▸ **Task prompt**:
Could you copy out every one of the records below word for word, leaving the pictures out of your answer?

Begin Data supplied

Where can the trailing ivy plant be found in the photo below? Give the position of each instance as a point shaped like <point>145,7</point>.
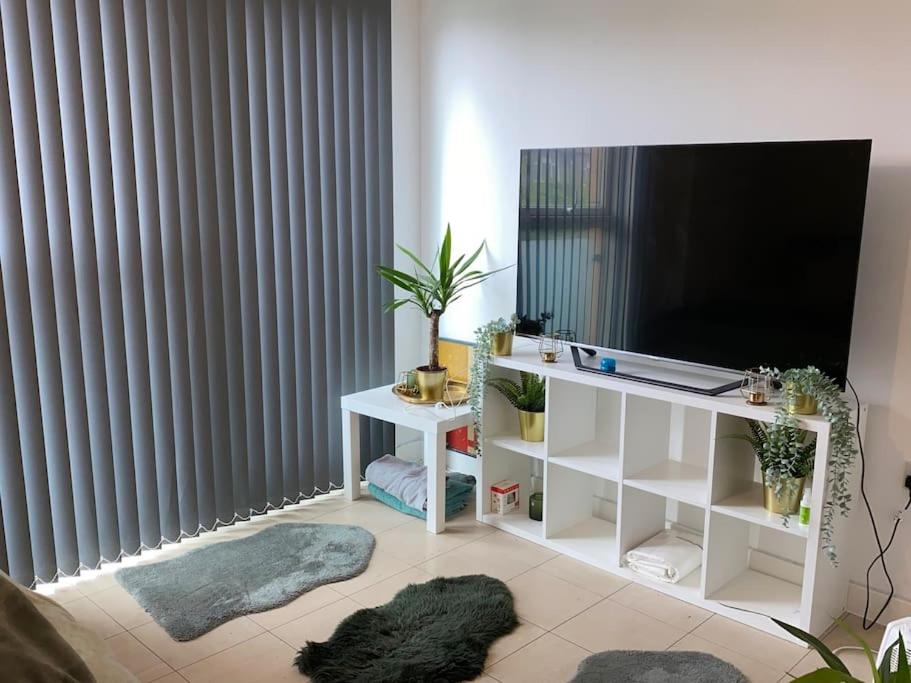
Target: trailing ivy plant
<point>784,455</point>
<point>480,359</point>
<point>842,440</point>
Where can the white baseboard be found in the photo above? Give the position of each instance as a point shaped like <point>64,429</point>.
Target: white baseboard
<point>897,609</point>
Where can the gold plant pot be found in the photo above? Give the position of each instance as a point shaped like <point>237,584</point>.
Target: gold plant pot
<point>502,344</point>
<point>431,383</point>
<point>788,502</point>
<point>531,426</point>
<point>800,404</point>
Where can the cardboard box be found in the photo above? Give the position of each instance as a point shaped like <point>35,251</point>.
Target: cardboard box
<point>504,497</point>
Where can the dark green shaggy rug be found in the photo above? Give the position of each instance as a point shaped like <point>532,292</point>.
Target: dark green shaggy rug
<point>436,631</point>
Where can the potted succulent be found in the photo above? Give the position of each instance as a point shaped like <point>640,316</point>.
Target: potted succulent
<point>785,458</point>
<point>528,396</point>
<point>502,333</point>
<point>432,288</point>
<point>823,395</point>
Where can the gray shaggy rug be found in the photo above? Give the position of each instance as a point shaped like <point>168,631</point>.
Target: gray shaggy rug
<point>639,666</point>
<point>436,631</point>
<point>192,594</point>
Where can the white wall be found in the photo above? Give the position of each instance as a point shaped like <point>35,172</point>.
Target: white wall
<point>499,76</point>
<point>406,159</point>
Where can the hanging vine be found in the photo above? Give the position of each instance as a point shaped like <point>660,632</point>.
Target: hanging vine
<point>842,441</point>
<point>477,376</point>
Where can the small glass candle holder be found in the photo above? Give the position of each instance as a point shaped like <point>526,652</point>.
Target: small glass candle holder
<point>756,387</point>
<point>550,348</point>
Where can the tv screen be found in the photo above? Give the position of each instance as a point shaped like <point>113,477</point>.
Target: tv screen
<point>728,255</point>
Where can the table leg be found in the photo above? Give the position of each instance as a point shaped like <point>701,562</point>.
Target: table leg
<point>435,460</point>
<point>351,453</point>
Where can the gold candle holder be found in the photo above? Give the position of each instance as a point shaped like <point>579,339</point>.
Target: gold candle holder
<point>550,348</point>
<point>756,387</point>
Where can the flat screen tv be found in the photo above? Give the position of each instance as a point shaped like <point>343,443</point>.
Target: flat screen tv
<point>728,255</point>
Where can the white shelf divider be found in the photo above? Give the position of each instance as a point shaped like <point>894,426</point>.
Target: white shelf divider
<point>757,592</point>
<point>589,458</point>
<point>514,443</point>
<point>675,480</point>
<point>593,540</point>
<point>518,523</point>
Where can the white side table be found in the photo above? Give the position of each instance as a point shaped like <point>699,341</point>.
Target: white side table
<point>382,404</point>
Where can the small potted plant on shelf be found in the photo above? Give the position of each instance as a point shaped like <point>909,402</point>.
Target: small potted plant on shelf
<point>806,391</point>
<point>528,396</point>
<point>503,332</point>
<point>432,288</point>
<point>894,667</point>
<point>785,458</point>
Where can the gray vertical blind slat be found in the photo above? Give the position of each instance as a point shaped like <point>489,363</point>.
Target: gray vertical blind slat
<point>276,96</point>
<point>224,183</point>
<point>12,478</point>
<point>81,244</point>
<point>300,306</point>
<point>210,252</point>
<point>184,473</point>
<point>149,221</point>
<point>262,218</point>
<point>246,251</point>
<point>193,196</point>
<point>314,234</point>
<point>193,285</point>
<point>63,277</point>
<point>117,421</point>
<point>37,267</point>
<point>113,37</point>
<point>330,285</point>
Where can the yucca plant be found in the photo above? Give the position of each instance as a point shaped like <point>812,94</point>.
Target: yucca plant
<point>529,395</point>
<point>432,288</point>
<point>892,668</point>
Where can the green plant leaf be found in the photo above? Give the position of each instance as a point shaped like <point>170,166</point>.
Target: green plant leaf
<point>871,659</point>
<point>904,672</point>
<point>826,676</point>
<point>445,253</point>
<point>827,655</point>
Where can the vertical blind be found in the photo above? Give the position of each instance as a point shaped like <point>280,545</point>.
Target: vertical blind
<point>193,195</point>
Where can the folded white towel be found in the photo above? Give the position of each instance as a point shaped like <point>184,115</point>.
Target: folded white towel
<point>668,556</point>
<point>405,480</point>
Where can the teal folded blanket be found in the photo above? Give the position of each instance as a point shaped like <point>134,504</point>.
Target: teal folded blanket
<point>458,491</point>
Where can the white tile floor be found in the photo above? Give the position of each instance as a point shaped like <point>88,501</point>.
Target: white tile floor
<point>567,609</point>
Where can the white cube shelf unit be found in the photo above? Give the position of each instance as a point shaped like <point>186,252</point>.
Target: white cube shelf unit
<point>621,461</point>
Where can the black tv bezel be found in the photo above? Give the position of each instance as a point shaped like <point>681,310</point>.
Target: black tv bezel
<point>840,380</point>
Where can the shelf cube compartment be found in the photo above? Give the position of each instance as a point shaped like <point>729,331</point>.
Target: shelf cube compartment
<point>501,464</point>
<point>751,567</point>
<point>581,515</point>
<point>737,488</point>
<point>643,515</point>
<point>584,425</point>
<point>666,449</point>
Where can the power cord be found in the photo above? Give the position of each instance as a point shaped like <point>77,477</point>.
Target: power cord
<point>881,557</point>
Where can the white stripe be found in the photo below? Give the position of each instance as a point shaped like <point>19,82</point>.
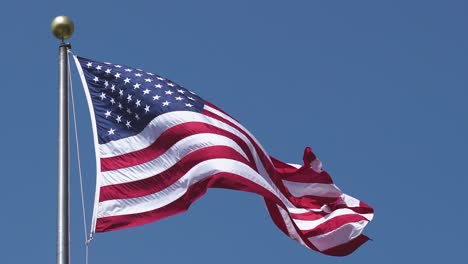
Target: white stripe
<point>230,119</point>
<point>350,201</point>
<point>338,236</point>
<point>179,188</point>
<point>156,127</point>
<point>311,224</point>
<point>165,161</point>
<point>299,189</point>
<point>292,232</point>
<point>95,141</point>
<point>149,134</point>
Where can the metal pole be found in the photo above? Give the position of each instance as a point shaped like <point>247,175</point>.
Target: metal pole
<point>63,213</point>
<point>62,27</point>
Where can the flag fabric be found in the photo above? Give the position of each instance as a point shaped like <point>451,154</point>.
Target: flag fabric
<point>160,146</point>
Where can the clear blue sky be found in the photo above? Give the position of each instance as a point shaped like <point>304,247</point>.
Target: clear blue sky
<point>378,90</point>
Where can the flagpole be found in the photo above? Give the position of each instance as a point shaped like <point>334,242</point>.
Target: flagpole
<point>62,27</point>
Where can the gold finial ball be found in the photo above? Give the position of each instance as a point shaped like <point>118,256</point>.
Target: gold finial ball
<point>62,27</point>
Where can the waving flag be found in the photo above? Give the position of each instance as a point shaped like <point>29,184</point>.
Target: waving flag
<point>159,147</point>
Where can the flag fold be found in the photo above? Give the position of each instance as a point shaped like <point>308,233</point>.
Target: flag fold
<point>160,146</point>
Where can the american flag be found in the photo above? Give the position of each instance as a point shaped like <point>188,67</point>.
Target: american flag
<point>160,146</point>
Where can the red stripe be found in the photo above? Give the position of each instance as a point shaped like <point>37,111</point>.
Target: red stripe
<point>164,142</point>
<point>333,224</point>
<point>308,215</point>
<point>276,216</point>
<point>263,157</point>
<point>163,180</point>
<point>303,174</point>
<point>346,248</point>
<point>219,109</point>
<point>195,191</point>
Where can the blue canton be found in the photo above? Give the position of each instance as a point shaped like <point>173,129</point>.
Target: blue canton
<point>126,99</point>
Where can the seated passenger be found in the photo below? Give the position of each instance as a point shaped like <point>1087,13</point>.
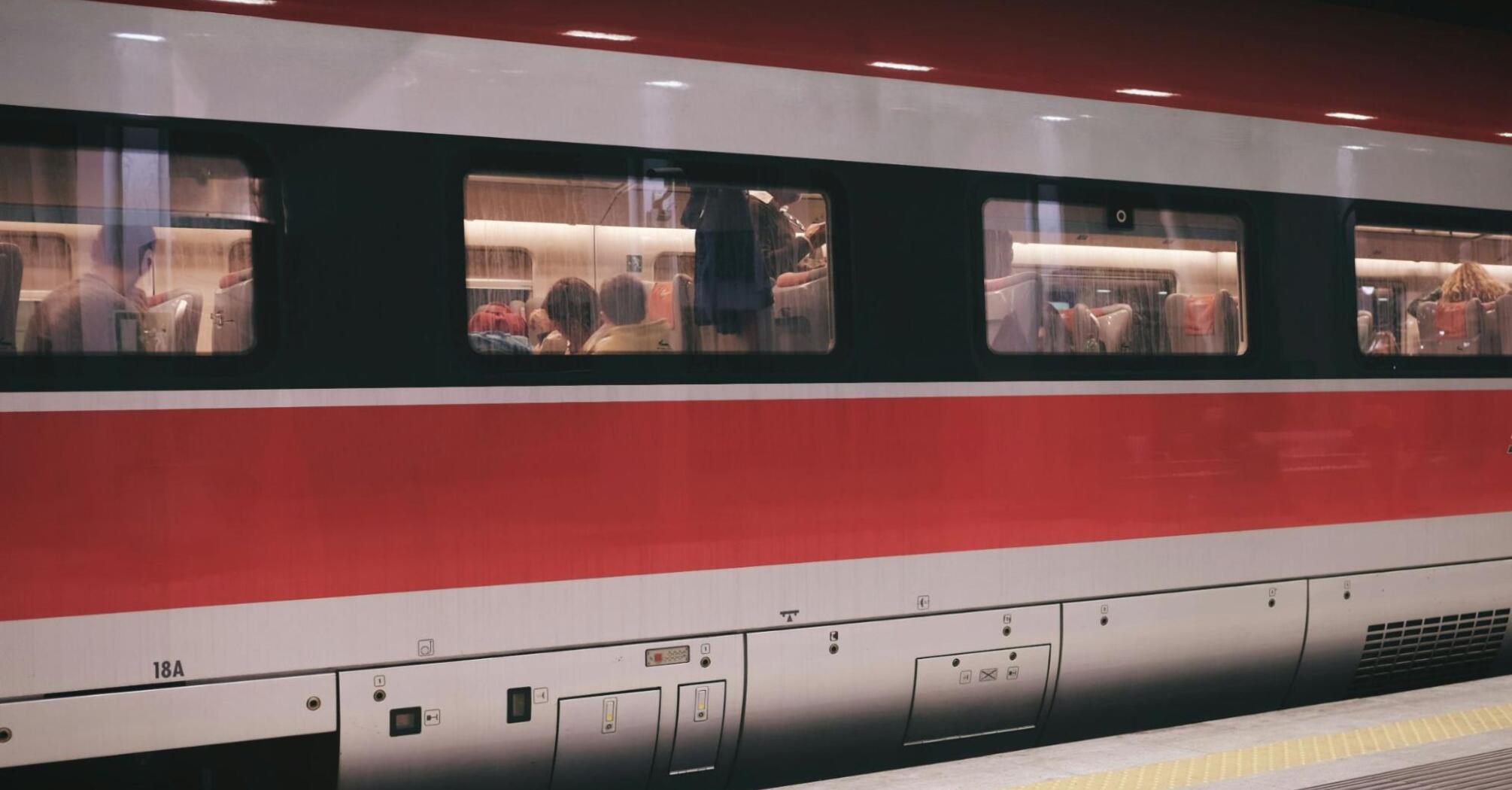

End Data supplied

▸ **Exercise solution**:
Where can the trailing ivy plant be found in the photo below? Give the position of each instance as a point shaped like <point>145,7</point>.
Target: trailing ivy plant
<point>784,455</point>
<point>480,359</point>
<point>842,440</point>
Where can the white baseboard be found in the photo above? Give the position of each instance as a point shaped like <point>64,429</point>.
Target: white baseboard
<point>897,609</point>
Where can the gold plant pot be found in the photo above? Give the position of each instance as a point shaped like <point>237,584</point>.
Target: gold plant pot
<point>502,344</point>
<point>431,383</point>
<point>788,502</point>
<point>531,426</point>
<point>800,404</point>
Where can the cardboard box be found in the photo above? Give the position of each instance as a point shaped like <point>35,251</point>.
Target: cardboard box
<point>504,497</point>
Where can the dark green shaggy rug be found in the photo above? Give the position of each instance as a point shaped like <point>532,292</point>.
Target: dark green shaggy rug
<point>436,631</point>
Where can the potted succulent be found in the photo above? Give the position of each instance as a point shaped like <point>640,316</point>.
Target: potted succulent
<point>785,458</point>
<point>528,396</point>
<point>502,333</point>
<point>432,288</point>
<point>823,395</point>
Where can the gray shaggy rug be found in the photo above? Give the position of each instance as a point shaped like <point>168,631</point>.
Target: gray shaggy rug
<point>639,666</point>
<point>436,631</point>
<point>192,594</point>
Where can the white wall be found in the photo above? Give the position of each instance as a point shaped like <point>35,172</point>.
Target: white wall
<point>499,76</point>
<point>406,159</point>
Where can the hanging vine be found in the photo above? Give the position of each instance as a point shaped like <point>660,632</point>.
Target: hanging vine
<point>842,441</point>
<point>477,376</point>
Where can the small glass candle holder be found in the photo above? Give the position of each instance as a point shaped like <point>526,652</point>.
Target: small glass candle holder
<point>756,387</point>
<point>550,348</point>
Where can the tv screen be found in the photo above? Give the position of each instance as a point shaped like <point>113,477</point>.
Target: tv screen
<point>728,255</point>
Where can the table leg be found in the photo above? Give the position of each instance as a point shaped like <point>701,562</point>.
Target: table leg
<point>435,460</point>
<point>351,453</point>
Where can the gold candle holder be found in the photo above? Give the position of each instance as a point shaped like <point>579,339</point>.
Target: gold candle holder
<point>550,348</point>
<point>756,387</point>
Where can the flat screen tv be found in the photo above? Give the position of each instance as a point shaped like <point>343,443</point>.
Target: flat screen tv
<point>728,255</point>
Where can the white shelf divider be found in the photo above? Give the position of each instance as a point shaped like <point>894,426</point>.
Target: white shelf divider
<point>757,592</point>
<point>589,458</point>
<point>514,443</point>
<point>675,480</point>
<point>593,540</point>
<point>518,523</point>
Where can the white side table be found in the photo above? Give the position of each instance as a point shaped like <point>699,341</point>.
Target: white side table
<point>382,404</point>
Where can the small potted plant on shelf be found in the photo above? Give the position of each instance as a point shaped like <point>909,402</point>.
Target: small potted plant on shelf
<point>806,391</point>
<point>528,396</point>
<point>503,332</point>
<point>432,288</point>
<point>894,667</point>
<point>785,458</point>
Where can the gray vertical blind slat be found in the photo above? Give the position of each instance as a point shaped like <point>489,363</point>.
Target: gray vertical blind slat
<point>276,96</point>
<point>224,183</point>
<point>12,478</point>
<point>81,244</point>
<point>300,306</point>
<point>210,252</point>
<point>184,473</point>
<point>149,221</point>
<point>262,218</point>
<point>246,251</point>
<point>193,196</point>
<point>314,234</point>
<point>193,285</point>
<point>63,277</point>
<point>117,421</point>
<point>37,267</point>
<point>113,37</point>
<point>330,285</point>
Where can the yucca plant be found in the photo above? Give the position of each instance as a point shaped like <point>812,94</point>.
Target: yucca plant
<point>529,395</point>
<point>432,288</point>
<point>892,668</point>
Where can the green plant leaf be found in the photo above? Give the position of each instance as a point shaped like <point>170,166</point>.
Target: green plant leaf
<point>871,659</point>
<point>904,672</point>
<point>826,676</point>
<point>445,253</point>
<point>827,655</point>
Where can the vertical blind be found in the photo above? Give the position of each instance as a point shaped like <point>280,545</point>.
Target: vertical blind
<point>193,195</point>
Where can the folded white towel be found in the photo above? Give the position of each instance as a point shaped like <point>184,115</point>.
Target: folded white towel
<point>668,556</point>
<point>405,480</point>
Where can the teal folded blanket be found in the photo above? Give the position of each instance as a point shaped like <point>134,504</point>.
Target: teal folded blanket
<point>458,491</point>
Where can the white tile floor be found in the photo above? Give the position of each instance as a point shaped like <point>88,501</point>.
Target: white tile floor
<point>567,609</point>
Where can the white cube shelf unit be found in the photo above? Give the position of each instance as a point shaped like <point>186,252</point>.
Target: white cube shelf unit
<point>621,461</point>
Where can the black tv bezel be found in the photo above? Give the position of each instance as a point shaped like <point>681,310</point>.
Target: black tv bezel
<point>840,380</point>
Where can the shelf cube compartment be found in the photo above? Give the position of each instance as a point shaped like <point>729,331</point>.
Target: shelf cube compartment
<point>501,464</point>
<point>751,567</point>
<point>581,515</point>
<point>737,488</point>
<point>643,515</point>
<point>584,425</point>
<point>666,449</point>
Where can the power cord be found in the photo above? Give the position of each instance as a point shaped like <point>77,477</point>.
Target: power cord
<point>881,557</point>
Where can the white stripe be found in the photo below? Give the position of each instance as a point shaped like <point>19,82</point>.
Target: white stripe
<point>230,119</point>
<point>350,201</point>
<point>338,236</point>
<point>179,188</point>
<point>156,127</point>
<point>311,224</point>
<point>165,161</point>
<point>299,189</point>
<point>292,232</point>
<point>95,141</point>
<point>149,134</point>
Where can the metal pole be found in the photo above? Give the position of each instance as a point shaped like <point>247,175</point>.
Target: metal pole
<point>63,213</point>
<point>62,27</point>
Where can the flag fabric be found in the photo above? Give the position of each instance as a point shaped like <point>451,154</point>.
Target: flag fabric
<point>160,146</point>
Where can the clear blue sky be found in the photo above? Give the position of each instance as a point shaped like <point>304,247</point>.
Target: clear blue sky
<point>378,90</point>
Where can the flagpole be found in the photo above? Give the position of each instance as a point shaped like <point>334,242</point>.
Target: flagpole
<point>62,27</point>
Where can the gold finial ball be found in the photo above? Give the position of each instance as a point shaped like <point>118,256</point>.
Target: gold finial ball
<point>62,27</point>
Where can the waving flag be found in the photo above? Give the position of each instance as a point shaped like <point>29,184</point>.
Target: waving flag
<point>159,147</point>
Where can the flag fold be found in the photo above? Give the position of each instance as a point shaped like <point>308,233</point>.
Target: flag fold
<point>160,146</point>
Where can the american flag be found in the photo above? Give the position of each instance as a point shaped like <point>188,67</point>.
Target: american flag
<point>160,146</point>
Where can the red stripe be found in the photo above? Give the position of each instance as a point shaped like <point>37,111</point>.
Target: red stripe
<point>164,142</point>
<point>333,224</point>
<point>308,215</point>
<point>276,216</point>
<point>263,157</point>
<point>163,180</point>
<point>303,174</point>
<point>346,248</point>
<point>219,109</point>
<point>195,191</point>
Where can the blue canton be found in the photo above? Give the position of each instance as a point shaped like <point>173,129</point>.
Target: blue canton
<point>126,99</point>
Where can the seated passenger be found in the photo below? Give the position of each instance as a point shaped like <point>1087,13</point>.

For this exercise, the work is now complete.